**Your task:**
All lines from the one with "Every instance of the heron head" to the end of the entries below must be written out exactly. Leave out any other line.

**Referring expression data:**
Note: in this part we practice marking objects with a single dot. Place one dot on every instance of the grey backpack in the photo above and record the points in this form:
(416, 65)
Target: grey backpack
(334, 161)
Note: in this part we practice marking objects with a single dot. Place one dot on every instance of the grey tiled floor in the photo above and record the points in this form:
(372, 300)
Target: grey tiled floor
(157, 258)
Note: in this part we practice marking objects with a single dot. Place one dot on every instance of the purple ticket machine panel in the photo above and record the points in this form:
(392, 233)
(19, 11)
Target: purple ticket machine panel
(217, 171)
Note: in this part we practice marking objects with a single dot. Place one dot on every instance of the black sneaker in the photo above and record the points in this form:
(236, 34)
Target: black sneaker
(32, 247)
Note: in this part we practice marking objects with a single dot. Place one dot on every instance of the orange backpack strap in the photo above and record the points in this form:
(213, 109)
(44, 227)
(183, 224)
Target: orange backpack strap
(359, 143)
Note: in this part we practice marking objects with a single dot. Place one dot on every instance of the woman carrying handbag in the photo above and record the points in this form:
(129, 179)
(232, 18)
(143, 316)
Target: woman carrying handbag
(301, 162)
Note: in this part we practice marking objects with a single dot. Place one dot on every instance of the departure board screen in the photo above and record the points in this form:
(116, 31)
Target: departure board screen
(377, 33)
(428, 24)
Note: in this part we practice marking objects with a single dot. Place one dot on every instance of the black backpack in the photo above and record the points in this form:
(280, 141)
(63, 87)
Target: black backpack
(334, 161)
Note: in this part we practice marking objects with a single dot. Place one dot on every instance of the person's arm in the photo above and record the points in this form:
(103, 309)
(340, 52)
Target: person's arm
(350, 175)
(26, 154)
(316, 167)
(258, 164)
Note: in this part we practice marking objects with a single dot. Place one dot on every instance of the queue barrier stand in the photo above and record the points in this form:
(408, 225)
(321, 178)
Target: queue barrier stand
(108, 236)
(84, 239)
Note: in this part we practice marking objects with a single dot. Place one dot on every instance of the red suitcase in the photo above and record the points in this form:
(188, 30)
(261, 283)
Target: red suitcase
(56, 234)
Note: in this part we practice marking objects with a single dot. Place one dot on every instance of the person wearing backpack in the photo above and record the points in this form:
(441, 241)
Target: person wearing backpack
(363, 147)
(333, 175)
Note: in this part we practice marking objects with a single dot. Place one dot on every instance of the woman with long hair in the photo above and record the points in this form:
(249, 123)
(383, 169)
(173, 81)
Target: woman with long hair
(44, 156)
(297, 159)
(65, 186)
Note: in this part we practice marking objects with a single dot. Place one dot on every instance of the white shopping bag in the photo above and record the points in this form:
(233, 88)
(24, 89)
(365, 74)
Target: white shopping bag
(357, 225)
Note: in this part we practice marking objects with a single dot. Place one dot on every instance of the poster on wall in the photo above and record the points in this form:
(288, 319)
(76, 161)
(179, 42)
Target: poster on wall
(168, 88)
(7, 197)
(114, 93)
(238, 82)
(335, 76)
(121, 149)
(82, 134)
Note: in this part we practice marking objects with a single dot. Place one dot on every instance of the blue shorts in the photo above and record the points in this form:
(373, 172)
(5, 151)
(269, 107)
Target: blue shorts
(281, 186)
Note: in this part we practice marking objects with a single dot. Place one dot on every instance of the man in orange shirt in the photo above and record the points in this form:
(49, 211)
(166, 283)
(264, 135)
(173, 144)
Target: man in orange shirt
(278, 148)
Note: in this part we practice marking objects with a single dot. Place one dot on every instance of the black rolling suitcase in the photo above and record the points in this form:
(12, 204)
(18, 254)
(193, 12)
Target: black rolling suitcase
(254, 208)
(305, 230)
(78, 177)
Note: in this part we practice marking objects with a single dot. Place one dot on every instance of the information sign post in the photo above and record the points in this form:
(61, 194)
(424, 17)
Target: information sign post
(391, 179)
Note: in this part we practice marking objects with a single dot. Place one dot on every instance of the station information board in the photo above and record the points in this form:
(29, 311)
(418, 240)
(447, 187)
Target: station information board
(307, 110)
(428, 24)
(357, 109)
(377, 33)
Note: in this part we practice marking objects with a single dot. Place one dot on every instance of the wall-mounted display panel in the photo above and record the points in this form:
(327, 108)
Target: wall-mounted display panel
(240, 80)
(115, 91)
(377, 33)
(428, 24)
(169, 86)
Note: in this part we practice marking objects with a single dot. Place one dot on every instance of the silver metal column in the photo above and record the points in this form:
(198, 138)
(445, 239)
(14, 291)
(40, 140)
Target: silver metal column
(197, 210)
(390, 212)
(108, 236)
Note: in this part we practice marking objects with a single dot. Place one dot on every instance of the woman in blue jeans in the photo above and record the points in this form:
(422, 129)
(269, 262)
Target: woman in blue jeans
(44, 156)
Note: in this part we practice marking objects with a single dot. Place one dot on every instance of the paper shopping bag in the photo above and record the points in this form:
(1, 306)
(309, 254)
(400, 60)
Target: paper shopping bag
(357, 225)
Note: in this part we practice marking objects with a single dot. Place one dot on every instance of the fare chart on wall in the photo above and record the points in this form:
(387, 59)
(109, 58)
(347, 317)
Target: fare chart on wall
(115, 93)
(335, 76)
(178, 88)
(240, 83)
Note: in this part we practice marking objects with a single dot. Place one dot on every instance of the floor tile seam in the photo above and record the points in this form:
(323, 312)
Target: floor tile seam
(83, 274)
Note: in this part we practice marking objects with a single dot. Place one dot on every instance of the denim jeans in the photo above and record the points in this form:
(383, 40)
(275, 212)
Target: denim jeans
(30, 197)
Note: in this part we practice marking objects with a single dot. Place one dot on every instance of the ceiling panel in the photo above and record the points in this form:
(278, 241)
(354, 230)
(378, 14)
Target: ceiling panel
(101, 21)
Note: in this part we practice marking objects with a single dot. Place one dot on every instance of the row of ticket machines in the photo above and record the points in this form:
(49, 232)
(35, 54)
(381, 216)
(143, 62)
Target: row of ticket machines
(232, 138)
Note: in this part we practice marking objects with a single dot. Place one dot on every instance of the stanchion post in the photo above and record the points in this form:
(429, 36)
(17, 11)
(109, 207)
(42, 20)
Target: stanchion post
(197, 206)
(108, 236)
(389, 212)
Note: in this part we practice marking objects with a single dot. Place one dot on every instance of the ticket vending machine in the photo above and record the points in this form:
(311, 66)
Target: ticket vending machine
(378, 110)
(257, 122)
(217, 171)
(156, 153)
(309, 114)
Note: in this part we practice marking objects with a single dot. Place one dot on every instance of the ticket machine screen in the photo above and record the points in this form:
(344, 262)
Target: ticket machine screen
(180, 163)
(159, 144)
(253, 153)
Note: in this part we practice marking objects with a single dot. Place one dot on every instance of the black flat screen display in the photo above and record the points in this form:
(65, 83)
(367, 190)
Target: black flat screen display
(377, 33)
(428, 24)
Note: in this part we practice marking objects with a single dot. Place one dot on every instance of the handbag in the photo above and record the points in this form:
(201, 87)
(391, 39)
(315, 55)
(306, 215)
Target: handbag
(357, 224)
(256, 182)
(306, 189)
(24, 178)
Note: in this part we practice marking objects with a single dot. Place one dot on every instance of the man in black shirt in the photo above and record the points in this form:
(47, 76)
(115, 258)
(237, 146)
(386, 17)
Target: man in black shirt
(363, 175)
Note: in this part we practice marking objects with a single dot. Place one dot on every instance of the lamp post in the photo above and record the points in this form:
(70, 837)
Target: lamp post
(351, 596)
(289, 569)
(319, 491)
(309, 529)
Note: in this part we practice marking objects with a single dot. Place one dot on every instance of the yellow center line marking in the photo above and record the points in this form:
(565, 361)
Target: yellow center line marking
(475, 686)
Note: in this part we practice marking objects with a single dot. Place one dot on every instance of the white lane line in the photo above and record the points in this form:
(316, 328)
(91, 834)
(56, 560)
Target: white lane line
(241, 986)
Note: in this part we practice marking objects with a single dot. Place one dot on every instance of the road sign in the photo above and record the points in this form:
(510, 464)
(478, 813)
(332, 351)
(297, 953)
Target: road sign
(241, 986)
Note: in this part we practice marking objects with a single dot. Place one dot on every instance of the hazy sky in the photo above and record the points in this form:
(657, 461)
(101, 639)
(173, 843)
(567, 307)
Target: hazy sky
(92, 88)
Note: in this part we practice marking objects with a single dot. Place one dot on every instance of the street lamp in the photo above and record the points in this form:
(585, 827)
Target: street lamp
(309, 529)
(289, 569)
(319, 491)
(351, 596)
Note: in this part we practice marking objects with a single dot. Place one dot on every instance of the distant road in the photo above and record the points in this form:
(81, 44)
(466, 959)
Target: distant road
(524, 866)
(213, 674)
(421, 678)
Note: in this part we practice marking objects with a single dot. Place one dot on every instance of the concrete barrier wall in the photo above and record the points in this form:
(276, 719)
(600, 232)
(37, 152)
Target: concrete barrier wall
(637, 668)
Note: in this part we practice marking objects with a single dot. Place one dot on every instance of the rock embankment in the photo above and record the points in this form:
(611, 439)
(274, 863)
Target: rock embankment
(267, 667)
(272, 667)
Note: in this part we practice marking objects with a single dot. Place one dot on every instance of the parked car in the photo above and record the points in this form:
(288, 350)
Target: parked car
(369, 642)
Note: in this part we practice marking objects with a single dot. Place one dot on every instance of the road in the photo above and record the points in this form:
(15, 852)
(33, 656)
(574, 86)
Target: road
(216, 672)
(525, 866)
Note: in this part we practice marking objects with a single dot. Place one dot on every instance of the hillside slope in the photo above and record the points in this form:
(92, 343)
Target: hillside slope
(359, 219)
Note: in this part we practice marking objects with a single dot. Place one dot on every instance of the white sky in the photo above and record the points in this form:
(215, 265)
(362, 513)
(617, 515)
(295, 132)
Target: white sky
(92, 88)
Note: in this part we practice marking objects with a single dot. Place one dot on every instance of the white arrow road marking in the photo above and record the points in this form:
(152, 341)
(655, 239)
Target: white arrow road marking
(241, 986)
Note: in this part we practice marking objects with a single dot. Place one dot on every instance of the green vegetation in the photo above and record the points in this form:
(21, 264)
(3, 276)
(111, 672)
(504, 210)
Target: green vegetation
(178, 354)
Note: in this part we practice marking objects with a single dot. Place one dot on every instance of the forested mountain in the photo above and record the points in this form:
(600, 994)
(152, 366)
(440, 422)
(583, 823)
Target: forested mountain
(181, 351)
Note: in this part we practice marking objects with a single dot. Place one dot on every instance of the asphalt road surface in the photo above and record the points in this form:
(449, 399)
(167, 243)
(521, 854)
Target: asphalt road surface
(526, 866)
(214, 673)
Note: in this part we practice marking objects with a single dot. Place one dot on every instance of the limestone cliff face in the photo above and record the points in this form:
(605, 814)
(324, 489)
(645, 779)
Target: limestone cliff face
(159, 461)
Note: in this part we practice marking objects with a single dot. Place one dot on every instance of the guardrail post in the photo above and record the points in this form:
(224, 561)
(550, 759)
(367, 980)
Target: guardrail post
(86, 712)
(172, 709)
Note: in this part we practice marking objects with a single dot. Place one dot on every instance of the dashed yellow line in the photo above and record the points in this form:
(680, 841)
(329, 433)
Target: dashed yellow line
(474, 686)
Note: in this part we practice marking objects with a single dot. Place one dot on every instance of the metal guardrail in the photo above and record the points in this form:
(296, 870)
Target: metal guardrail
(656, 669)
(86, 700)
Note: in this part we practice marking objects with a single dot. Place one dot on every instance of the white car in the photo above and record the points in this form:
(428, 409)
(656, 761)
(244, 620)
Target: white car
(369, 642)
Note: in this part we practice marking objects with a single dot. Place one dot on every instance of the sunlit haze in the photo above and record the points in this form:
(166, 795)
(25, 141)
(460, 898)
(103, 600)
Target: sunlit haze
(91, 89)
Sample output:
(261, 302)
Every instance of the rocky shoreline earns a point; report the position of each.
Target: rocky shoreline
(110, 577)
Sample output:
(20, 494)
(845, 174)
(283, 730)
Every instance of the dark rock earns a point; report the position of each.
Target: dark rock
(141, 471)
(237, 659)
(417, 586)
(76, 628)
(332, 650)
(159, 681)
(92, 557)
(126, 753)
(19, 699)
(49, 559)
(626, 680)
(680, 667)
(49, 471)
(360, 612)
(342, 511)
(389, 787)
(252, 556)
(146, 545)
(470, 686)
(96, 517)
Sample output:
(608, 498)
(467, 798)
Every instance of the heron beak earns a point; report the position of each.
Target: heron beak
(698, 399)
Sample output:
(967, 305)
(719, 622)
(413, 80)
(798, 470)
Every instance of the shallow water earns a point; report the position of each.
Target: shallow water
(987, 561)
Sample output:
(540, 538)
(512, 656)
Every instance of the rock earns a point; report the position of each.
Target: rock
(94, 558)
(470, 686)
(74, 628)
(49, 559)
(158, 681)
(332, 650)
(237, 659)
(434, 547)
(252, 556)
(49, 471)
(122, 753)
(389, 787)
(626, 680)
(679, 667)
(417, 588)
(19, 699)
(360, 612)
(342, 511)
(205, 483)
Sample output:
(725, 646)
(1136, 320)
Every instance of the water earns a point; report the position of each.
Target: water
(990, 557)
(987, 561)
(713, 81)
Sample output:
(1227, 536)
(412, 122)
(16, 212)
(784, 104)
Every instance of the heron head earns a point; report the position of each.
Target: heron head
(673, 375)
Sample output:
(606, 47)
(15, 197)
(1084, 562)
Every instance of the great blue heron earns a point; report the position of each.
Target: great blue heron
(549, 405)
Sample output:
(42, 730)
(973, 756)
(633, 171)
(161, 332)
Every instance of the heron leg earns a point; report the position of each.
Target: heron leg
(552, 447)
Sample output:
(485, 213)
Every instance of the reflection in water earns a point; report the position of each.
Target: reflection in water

**Response to the exercise:**
Every instance of the heron head earns a point; report the position of each.
Target: heron head
(673, 375)
Sample output:
(606, 47)
(15, 197)
(1084, 562)
Every instance of the great blue heron earns a point; report the position of each.
Target: great blue heron
(549, 405)
Sample output:
(42, 730)
(973, 756)
(633, 171)
(161, 332)
Every instance of the heron leg earns a point; report the position of each.
Target: heron leg
(552, 447)
Sample output:
(485, 213)
Every instance of the reflection in water earns a point; report the position of each.
Target: reflection in water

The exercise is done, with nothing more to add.